Consigne A: Relevez, s'il vous plaît, chaque ligne des enregistrements qui contient la chaîne "kitchen". La casse compte.

Extrait fourni:
—————

Nous sommes en l’an 1327 et dans cette abbaye bénédictine du nord de l'Italie, on attend l’arrivée d’une délégation papale venue d’Avignon, qui doit débattre avec les Franciscains sur la volonté de pauvreté de l’Eglise. Pourtant, cette controverse, dont va dépendre l’avenir de l’Eglise et peut-être du monde occidental tout entier, passe au second plan derrière une suite de faits divers atroces.
Les moines meurent de mâtine à complies, victimes semble-t-il de leur curiosité pour un livre particulier. Guillaume perce les mystères de la bibliothèque-labyrinthe, une bibliothèque aux innombrables escaliers, renfermant les livres les plus précieux de la chrétienté et les plus dangereux que se trouve la réponse à l’énigme à la fois policière et religieuse.
Le film de tous les records
Le film use quatre scénaristes, coûte des dizaines de millions de francs, les recherches historiques sont considérables. Il ne faudra pas moins de seize scénarios pour le finir.
Le résultat est à la hauteur des espérances de Jean-Jacques Annaud qui se vante d’avoir écrit un palimpseste, soit une réécriture du roman.
James Bond au couvent
Au début, Annaud ne veut pas de Sean Connery, il a peur qu’il fasse trop James Bond au couvent. Umberto Eco est "catastrophé" par ce choix. Les distributeurs ne veulent pas miser de l'argent sur un acteur qu'ils jugent en déclin.
Mais le réalisateur français est immédiatement séduit par la qualité d'interprétation de l'acteur. Il le veut.

—————

Enregistrements à traiter:
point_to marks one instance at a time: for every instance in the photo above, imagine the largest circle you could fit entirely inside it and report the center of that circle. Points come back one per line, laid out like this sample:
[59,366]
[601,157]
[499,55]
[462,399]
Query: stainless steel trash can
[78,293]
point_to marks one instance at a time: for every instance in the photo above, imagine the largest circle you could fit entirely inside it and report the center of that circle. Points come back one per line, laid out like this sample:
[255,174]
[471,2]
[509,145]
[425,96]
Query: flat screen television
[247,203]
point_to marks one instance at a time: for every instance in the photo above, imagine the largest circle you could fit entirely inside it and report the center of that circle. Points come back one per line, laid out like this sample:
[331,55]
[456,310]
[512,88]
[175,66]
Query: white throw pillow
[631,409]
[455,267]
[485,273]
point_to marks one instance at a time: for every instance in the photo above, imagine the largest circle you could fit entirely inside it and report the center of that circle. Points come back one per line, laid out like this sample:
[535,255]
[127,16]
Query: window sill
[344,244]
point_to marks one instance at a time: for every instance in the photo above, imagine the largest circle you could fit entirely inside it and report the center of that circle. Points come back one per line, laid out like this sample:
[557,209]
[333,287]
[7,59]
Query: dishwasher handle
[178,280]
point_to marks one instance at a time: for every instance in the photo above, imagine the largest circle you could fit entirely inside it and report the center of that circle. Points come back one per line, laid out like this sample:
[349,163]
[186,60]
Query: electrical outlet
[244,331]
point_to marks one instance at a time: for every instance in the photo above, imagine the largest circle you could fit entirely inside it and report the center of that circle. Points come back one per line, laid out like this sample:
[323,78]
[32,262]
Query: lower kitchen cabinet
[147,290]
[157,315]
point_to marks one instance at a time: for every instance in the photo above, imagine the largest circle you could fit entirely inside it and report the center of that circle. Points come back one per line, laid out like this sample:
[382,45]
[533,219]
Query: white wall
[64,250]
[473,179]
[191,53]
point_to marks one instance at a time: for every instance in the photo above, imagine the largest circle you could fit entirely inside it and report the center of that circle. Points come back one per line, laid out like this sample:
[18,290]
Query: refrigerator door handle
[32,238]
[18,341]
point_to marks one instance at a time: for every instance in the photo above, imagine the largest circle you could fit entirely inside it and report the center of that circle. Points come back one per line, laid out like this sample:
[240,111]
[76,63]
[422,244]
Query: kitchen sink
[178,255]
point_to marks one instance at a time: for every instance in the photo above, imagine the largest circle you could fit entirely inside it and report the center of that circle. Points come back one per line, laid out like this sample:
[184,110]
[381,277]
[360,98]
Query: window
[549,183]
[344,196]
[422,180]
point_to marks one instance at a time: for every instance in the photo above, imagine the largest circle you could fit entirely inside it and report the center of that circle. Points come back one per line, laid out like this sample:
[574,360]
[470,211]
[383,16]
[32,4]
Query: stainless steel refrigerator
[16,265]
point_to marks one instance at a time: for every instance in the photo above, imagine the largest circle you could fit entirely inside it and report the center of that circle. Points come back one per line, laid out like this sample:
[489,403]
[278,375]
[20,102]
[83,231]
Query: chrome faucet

—————

Consigne B: D'après l'extrait, combien de scénarios a-t-il fallu au minimum pour finir le film ?

Réponse attendue A:
Query: lower kitchen cabinet
Query: kitchen sink

Réponse attendue B: Il n'a pas fallu moins de seize scénarios.